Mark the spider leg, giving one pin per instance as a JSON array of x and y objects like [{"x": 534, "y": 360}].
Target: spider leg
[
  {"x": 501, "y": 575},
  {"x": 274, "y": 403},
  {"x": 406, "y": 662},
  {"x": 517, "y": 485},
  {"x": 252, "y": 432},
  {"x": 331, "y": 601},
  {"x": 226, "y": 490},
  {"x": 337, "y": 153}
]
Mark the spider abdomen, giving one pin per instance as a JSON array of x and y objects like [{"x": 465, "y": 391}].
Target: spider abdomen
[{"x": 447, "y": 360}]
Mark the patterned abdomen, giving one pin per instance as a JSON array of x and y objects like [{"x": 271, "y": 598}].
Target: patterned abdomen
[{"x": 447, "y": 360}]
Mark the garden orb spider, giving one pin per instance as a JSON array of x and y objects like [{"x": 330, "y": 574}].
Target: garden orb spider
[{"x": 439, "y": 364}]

++++++++

EN QUÉ CONSISTE
Vuelve a escribir todo el material cambiando "Target" por "Object" y sin modificar nada más.

TAREA RESUELTA
Mark the spider leg, giving one pin per instance as a JSON array of x and y objects like [{"x": 534, "y": 360}].
Object: spider leg
[
  {"x": 501, "y": 575},
  {"x": 274, "y": 403},
  {"x": 406, "y": 662},
  {"x": 517, "y": 485},
  {"x": 252, "y": 432},
  {"x": 331, "y": 601},
  {"x": 226, "y": 490},
  {"x": 337, "y": 153}
]
Mark the spider abdomen, giving one pin per instance as a JSON array of x and y objects like [{"x": 465, "y": 391}].
Object: spider abdomen
[{"x": 447, "y": 360}]
Mark the patterned abdomen, giving one pin per instance as a JSON array of x and y objects like [{"x": 271, "y": 598}].
Object: patterned abdomen
[{"x": 447, "y": 360}]
Mark the garden orb spider, giving one pin per instance as a JSON array of x and y objects like [{"x": 330, "y": 574}].
Object: garden orb spider
[{"x": 439, "y": 364}]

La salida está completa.